Quais linhas da listagem abaixo contêm a palavra "basin"? Filtre-as e copie cada uma, diferenciando maiúsculas de minúsculas.
─── Listagem
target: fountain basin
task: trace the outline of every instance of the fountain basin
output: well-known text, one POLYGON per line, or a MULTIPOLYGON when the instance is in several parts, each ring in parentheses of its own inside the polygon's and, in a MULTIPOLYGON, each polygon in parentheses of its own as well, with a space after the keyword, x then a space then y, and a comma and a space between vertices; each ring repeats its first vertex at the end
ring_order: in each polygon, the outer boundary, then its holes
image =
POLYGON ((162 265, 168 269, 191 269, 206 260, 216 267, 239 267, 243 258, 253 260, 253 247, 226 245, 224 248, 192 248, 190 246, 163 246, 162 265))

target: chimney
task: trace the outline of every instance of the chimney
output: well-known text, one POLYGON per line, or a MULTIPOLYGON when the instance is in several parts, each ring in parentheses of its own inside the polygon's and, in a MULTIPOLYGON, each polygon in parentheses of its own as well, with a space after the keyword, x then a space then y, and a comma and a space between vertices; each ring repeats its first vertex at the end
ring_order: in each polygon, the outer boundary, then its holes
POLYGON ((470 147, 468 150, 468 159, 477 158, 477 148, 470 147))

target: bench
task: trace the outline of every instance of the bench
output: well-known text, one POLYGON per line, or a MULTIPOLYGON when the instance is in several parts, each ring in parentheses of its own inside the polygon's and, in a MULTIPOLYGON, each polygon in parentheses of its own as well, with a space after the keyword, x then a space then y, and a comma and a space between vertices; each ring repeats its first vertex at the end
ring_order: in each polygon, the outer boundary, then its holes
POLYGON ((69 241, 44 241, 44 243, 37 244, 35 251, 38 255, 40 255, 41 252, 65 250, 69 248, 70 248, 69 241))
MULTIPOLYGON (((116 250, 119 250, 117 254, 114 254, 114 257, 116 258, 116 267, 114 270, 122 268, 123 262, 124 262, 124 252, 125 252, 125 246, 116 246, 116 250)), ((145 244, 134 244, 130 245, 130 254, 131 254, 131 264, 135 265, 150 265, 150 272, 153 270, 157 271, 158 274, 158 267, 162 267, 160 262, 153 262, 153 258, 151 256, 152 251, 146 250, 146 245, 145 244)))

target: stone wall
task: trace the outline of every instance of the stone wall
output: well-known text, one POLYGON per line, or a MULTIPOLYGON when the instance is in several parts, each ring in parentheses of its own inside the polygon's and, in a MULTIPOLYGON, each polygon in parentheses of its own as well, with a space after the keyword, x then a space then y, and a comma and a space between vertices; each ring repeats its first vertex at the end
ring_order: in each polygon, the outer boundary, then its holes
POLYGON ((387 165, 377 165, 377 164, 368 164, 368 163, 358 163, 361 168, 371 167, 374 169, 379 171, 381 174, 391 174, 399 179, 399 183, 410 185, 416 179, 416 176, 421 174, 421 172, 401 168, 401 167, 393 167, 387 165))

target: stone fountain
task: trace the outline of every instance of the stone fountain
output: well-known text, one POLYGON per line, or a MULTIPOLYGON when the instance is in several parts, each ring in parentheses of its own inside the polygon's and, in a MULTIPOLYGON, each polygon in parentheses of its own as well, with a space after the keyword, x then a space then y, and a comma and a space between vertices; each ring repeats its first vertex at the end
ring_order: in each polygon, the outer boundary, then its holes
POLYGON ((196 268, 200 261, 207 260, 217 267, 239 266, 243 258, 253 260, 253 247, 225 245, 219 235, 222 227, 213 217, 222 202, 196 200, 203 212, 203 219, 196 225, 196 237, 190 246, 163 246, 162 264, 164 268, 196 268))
──────
◆ Solução completa
target: fountain basin
task: trace the outline of every instance of the fountain basin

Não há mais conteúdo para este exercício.